_WORK INSTRUCTIONS_
Every line that contains the word "doorway" is to be copied from the listing.
──────────────────────────────
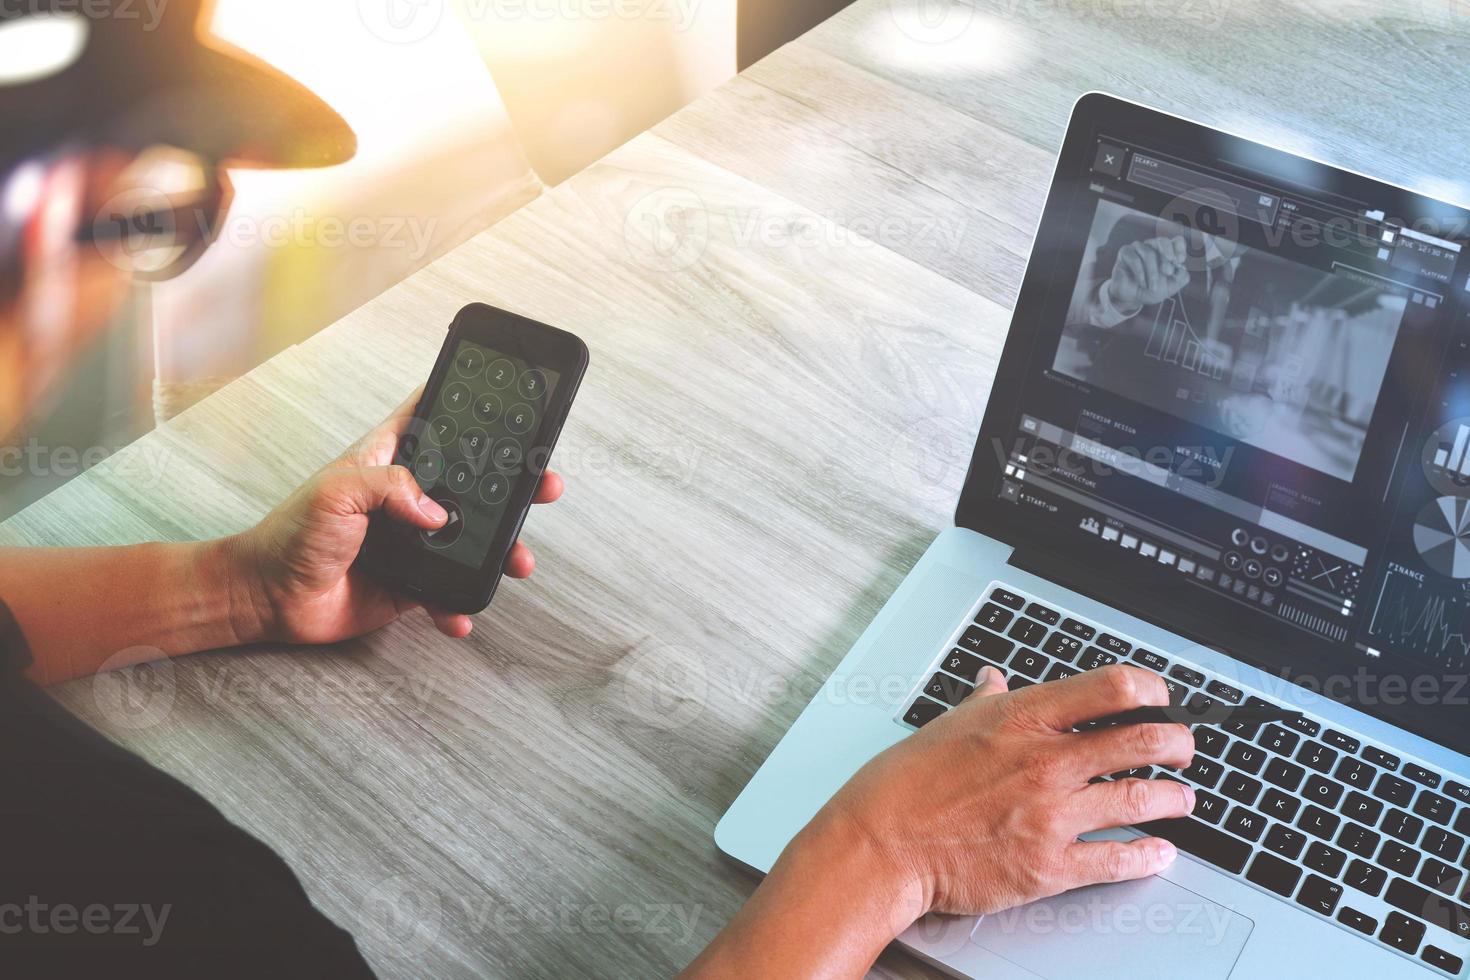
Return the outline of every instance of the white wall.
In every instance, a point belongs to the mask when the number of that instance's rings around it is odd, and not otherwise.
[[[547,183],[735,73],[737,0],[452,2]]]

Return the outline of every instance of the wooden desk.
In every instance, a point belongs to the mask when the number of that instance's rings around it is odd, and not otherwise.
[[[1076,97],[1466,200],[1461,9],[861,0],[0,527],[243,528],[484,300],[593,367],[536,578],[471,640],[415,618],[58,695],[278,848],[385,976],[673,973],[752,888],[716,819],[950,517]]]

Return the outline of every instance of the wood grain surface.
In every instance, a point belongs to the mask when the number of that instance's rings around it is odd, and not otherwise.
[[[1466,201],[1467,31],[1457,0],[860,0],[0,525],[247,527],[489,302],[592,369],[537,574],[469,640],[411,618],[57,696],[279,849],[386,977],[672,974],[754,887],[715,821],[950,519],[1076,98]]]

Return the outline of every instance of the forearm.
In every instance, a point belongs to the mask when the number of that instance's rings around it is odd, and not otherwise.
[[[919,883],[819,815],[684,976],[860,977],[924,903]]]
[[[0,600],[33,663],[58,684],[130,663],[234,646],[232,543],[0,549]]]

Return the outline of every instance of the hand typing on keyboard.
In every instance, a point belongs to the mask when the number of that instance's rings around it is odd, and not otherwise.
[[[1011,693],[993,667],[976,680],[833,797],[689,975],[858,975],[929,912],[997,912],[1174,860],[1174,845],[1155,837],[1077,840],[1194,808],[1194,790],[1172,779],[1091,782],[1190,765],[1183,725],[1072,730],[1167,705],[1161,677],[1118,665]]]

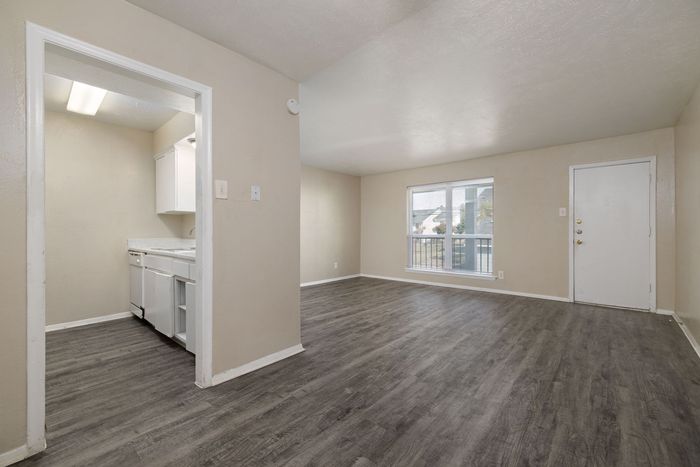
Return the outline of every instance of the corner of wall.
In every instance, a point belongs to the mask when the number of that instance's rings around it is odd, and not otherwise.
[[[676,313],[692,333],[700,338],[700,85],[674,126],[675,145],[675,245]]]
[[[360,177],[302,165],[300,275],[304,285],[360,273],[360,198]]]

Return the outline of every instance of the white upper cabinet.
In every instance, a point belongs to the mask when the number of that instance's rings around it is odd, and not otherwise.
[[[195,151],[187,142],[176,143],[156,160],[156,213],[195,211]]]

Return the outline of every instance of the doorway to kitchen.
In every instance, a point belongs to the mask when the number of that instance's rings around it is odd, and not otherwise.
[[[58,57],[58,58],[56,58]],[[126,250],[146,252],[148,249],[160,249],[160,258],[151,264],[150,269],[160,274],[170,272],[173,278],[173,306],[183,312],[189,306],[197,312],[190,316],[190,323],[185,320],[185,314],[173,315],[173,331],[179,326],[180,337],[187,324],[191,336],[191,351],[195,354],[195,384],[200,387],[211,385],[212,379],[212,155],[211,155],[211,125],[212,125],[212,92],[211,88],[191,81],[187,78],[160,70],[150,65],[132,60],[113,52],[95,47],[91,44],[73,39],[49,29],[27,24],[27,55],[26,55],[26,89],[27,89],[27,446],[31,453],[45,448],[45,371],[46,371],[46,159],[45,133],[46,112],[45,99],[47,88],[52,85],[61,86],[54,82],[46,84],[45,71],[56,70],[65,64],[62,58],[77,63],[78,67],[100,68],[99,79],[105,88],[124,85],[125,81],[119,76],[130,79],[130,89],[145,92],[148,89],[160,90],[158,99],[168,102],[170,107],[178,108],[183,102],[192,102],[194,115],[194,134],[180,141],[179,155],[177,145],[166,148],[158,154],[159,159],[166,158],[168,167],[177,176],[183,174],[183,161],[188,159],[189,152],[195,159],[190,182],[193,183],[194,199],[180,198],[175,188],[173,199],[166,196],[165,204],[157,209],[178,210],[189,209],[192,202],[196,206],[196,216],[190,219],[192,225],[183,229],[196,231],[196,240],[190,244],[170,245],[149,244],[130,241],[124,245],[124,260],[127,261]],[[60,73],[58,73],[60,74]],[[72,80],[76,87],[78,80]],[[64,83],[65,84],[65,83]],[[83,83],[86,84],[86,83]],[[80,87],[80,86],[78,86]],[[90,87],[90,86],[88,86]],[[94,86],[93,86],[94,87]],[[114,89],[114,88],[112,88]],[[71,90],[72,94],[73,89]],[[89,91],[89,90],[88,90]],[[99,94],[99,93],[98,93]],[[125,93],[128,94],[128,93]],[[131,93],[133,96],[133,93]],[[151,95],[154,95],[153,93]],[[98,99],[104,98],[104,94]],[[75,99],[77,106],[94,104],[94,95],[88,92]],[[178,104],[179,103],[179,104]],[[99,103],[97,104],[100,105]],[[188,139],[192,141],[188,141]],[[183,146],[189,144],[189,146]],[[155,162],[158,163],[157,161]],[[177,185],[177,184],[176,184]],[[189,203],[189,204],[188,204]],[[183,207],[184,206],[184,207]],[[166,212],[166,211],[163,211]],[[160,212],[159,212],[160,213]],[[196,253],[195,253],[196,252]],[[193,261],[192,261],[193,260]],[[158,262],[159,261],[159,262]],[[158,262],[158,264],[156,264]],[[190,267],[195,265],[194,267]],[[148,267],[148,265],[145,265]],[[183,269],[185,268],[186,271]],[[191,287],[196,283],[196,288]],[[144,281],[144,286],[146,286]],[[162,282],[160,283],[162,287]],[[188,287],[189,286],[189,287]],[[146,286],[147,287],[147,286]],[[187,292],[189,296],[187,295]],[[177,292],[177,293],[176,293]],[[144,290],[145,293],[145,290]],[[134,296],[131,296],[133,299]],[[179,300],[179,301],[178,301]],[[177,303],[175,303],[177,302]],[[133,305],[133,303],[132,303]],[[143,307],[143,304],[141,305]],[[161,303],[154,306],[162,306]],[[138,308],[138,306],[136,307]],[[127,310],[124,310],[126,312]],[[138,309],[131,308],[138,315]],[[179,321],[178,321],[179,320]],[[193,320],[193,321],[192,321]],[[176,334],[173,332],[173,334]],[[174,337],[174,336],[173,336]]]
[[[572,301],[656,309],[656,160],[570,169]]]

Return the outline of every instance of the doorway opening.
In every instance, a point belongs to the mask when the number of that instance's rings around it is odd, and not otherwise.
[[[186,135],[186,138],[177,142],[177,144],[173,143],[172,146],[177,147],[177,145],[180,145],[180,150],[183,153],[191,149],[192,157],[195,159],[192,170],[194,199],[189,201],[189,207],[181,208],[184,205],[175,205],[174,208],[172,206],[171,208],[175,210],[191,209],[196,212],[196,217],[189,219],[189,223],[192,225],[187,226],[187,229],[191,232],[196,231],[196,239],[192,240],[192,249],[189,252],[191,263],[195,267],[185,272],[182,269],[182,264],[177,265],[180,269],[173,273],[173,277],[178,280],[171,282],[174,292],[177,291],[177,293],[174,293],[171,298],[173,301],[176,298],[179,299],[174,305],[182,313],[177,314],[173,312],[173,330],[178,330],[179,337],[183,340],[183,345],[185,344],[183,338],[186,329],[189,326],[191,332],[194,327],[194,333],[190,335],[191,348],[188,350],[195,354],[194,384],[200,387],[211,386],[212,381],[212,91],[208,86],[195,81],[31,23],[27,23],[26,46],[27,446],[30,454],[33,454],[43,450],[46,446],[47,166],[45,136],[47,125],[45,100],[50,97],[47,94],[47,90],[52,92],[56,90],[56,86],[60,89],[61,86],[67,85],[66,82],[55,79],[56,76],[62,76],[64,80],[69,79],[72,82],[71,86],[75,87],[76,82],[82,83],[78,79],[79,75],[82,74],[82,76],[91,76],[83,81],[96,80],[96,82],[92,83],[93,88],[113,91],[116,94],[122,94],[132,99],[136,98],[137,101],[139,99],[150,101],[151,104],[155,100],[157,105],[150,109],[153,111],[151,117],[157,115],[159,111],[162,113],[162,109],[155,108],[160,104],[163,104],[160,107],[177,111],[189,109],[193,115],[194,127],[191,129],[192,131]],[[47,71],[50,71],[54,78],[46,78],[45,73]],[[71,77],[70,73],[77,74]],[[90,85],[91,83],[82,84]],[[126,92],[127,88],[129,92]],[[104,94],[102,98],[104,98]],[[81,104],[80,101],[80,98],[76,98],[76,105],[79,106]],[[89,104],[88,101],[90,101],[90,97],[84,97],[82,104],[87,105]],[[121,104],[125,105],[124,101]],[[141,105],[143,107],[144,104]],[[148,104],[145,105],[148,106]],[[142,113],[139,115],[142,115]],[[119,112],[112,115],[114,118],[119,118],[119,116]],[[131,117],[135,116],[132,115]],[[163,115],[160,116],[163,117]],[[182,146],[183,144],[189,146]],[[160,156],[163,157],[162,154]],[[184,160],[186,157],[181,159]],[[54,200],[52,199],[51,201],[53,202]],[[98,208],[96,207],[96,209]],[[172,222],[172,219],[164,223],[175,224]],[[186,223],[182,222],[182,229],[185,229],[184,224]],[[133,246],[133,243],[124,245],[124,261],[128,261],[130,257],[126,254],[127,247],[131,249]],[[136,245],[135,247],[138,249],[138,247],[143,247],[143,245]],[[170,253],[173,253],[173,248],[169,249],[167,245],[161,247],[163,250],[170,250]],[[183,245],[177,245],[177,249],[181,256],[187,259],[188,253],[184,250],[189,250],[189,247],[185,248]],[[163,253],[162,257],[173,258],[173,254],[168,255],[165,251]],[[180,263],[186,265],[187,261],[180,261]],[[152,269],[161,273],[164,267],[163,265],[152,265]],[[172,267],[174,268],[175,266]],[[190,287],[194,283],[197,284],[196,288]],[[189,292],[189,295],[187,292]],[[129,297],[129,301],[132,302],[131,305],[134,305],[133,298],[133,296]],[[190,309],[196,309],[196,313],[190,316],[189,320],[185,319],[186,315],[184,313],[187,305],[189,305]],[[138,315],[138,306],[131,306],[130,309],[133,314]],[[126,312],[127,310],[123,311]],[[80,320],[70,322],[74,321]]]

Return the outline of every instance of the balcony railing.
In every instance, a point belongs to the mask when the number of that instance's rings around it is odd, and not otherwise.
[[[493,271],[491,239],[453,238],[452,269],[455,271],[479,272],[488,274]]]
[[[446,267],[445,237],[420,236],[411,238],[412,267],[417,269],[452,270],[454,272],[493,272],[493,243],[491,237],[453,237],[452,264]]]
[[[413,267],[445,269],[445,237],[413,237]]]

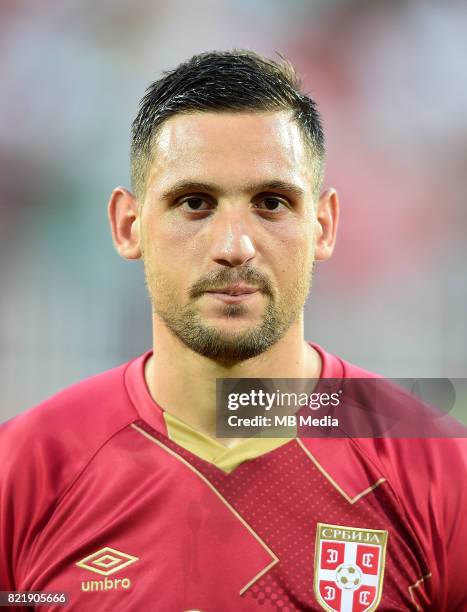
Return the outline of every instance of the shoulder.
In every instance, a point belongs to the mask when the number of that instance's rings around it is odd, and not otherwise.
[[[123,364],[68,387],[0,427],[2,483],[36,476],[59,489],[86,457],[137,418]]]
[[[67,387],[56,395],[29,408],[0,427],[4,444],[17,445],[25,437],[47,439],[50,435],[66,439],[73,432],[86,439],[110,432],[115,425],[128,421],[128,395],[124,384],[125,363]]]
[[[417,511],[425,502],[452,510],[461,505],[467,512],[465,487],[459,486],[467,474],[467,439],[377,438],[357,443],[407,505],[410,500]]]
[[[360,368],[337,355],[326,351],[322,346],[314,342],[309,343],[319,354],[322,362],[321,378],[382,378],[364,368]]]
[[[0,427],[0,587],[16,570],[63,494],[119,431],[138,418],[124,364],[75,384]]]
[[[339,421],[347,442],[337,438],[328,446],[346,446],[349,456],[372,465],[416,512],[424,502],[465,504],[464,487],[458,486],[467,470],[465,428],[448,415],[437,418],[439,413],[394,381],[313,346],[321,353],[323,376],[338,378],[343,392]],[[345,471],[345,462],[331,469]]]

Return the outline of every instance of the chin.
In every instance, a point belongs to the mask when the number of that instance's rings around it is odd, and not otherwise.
──────────────────────────────
_COMPLETED EXERCISE_
Return the outline of every instance of the doorway to kitchen.
Return the outline of every instance of the doorway opening.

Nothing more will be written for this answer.